__Problem to solve__. Print the complete set of entries exactly.

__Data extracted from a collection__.
--- START ---

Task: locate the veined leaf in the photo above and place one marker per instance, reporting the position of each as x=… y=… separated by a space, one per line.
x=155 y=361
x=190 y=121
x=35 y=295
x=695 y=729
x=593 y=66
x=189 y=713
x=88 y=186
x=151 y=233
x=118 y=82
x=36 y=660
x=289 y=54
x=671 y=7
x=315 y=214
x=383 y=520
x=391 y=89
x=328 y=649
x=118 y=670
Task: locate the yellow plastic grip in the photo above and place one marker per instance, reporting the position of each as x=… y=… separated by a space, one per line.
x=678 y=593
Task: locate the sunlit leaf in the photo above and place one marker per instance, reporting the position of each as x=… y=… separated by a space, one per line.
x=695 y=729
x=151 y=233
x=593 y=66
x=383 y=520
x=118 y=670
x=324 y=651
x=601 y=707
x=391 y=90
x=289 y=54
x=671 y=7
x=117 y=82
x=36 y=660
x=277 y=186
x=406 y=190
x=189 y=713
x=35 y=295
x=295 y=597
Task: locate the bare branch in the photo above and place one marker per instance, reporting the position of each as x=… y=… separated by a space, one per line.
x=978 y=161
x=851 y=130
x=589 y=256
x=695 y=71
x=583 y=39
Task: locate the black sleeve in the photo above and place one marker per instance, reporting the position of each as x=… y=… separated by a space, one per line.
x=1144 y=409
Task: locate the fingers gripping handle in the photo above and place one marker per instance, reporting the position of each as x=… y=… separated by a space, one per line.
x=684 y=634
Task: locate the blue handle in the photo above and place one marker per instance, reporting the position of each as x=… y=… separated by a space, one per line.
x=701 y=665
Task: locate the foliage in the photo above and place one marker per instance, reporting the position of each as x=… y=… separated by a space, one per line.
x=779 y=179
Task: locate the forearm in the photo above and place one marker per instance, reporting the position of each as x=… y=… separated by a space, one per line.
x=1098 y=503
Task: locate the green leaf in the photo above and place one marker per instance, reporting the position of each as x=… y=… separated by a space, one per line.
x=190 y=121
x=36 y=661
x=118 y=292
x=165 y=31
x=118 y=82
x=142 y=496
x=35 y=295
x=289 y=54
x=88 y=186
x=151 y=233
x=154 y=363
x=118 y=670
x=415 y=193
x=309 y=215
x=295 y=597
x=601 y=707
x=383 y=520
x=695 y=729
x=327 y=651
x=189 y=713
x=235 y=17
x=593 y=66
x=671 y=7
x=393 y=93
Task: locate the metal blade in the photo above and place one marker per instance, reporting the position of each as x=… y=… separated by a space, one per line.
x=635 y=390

--- END ---

__Full solution__.
Task: locate the veined leaf in the photo above and place one marker per instance, reporting the position of each as x=… y=… separated by a space, one per line.
x=155 y=361
x=190 y=121
x=35 y=295
x=695 y=729
x=593 y=66
x=189 y=713
x=88 y=186
x=151 y=233
x=118 y=82
x=36 y=660
x=289 y=54
x=671 y=7
x=315 y=214
x=383 y=520
x=391 y=89
x=328 y=649
x=118 y=670
Task: locate the yellow plastic grip in the photo above and place one marker per instance, reporting the position of each as x=… y=… separated by a space, one per line.
x=678 y=593
Task: locate the sunlit leaf in the photo above and place one marker per instance, reporting the position of each as x=… y=… separated by a space, one per line.
x=695 y=729
x=151 y=233
x=593 y=66
x=383 y=520
x=118 y=670
x=324 y=651
x=601 y=707
x=391 y=90
x=289 y=54
x=671 y=7
x=117 y=82
x=36 y=660
x=277 y=186
x=406 y=190
x=189 y=713
x=35 y=295
x=295 y=597
Task: locate the bare branch in the photo above and place one marker per instance, reporting the position of each as x=… y=… separated by a space, one per line.
x=978 y=161
x=851 y=130
x=589 y=256
x=695 y=71
x=583 y=39
Task: locate the black sleeve in the photo above and place one marker per instance, reporting the position of each as x=… y=… separated by a space, one per line.
x=1144 y=409
Task: locate the fingers gripping handle in the photo above and place one marker per instance, reporting the position of each as x=… y=… separated by a space, one per line.
x=684 y=634
Task: locate the blue handle in the photo above and place one marker per instance, reporting the position of each as x=… y=… separated by a space, one per line.
x=701 y=665
Task: locate the foliage in the photo above and place one marker per instance, reporting the position of each as x=… y=… separated by a space, one per line.
x=779 y=179
Task: locate the forearm in the photo above and place one marker per instance, reporting the position of each as x=… y=… separated by a space, one per line.
x=1098 y=503
Task: locate the green leaf in the photo above and place one marker per instance, reporting the position of each as x=… y=… separated by a space, one per line.
x=190 y=121
x=36 y=661
x=118 y=292
x=165 y=31
x=118 y=82
x=142 y=496
x=35 y=295
x=289 y=54
x=88 y=186
x=151 y=233
x=154 y=363
x=118 y=670
x=415 y=193
x=309 y=215
x=295 y=597
x=601 y=707
x=383 y=520
x=695 y=729
x=327 y=651
x=189 y=713
x=235 y=17
x=593 y=66
x=671 y=7
x=393 y=93
Task: locate the metal blade in the photo above and place one marker per instance, reporting the position of each as x=… y=… separated by a space, one per line.
x=635 y=390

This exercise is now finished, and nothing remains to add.